Exercise -> Extract the first line through the line containing "target | pine tree" from the listing below, exactly as written.

** Data follows **

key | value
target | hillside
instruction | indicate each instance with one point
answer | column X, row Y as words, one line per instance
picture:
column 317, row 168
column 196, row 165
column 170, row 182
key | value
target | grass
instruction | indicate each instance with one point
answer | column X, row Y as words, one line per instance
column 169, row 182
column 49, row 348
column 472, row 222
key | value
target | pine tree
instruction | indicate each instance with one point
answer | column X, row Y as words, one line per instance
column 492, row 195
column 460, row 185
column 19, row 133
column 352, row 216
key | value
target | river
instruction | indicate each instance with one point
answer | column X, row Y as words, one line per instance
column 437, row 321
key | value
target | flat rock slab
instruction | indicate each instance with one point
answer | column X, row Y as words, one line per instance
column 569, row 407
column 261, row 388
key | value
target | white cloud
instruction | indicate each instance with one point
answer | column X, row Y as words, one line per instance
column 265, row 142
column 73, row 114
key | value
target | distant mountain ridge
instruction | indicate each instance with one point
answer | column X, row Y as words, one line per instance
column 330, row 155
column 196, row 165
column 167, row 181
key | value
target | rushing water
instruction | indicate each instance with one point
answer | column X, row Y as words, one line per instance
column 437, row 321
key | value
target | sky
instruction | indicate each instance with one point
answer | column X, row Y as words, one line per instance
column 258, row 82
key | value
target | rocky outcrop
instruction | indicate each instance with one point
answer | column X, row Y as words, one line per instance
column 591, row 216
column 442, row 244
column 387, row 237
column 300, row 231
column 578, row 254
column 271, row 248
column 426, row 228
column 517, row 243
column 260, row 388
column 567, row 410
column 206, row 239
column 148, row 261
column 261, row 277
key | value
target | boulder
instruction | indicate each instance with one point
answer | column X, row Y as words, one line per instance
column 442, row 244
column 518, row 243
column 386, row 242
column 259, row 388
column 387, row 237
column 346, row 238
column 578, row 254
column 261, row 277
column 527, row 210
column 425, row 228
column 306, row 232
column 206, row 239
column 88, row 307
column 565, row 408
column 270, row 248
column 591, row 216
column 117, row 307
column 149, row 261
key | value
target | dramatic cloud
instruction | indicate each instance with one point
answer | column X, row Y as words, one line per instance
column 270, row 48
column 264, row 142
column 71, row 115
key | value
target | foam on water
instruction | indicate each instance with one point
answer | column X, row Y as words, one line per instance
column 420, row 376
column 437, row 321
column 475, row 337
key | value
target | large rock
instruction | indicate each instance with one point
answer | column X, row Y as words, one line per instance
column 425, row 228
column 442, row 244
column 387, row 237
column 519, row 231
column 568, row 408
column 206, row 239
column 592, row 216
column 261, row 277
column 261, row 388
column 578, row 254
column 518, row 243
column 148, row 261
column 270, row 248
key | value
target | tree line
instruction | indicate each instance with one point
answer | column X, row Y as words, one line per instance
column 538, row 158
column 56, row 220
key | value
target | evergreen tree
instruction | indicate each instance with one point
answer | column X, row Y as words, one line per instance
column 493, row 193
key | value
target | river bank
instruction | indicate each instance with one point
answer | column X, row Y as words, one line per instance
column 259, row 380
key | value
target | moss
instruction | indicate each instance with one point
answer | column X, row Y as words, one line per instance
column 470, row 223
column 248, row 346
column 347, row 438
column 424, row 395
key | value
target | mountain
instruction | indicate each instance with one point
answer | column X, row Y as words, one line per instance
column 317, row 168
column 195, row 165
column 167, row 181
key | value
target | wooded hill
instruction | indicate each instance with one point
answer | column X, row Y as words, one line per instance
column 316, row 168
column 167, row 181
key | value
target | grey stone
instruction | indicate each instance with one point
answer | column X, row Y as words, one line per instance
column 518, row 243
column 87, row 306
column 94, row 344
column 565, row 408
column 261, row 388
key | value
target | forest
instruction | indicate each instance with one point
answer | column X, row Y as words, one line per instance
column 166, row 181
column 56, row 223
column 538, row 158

** End of Data **

Task response ->
key | value
target | hillside
instruction | indicate each instance with one point
answer | column X, row Y as words, one line per instance
picture:
column 317, row 168
column 196, row 165
column 170, row 182
key | value
target | grass
instruction | indicate each instance with one point
answer | column X, row Y as words, one line per instance
column 169, row 182
column 49, row 348
column 472, row 222
key | value
target | pine tree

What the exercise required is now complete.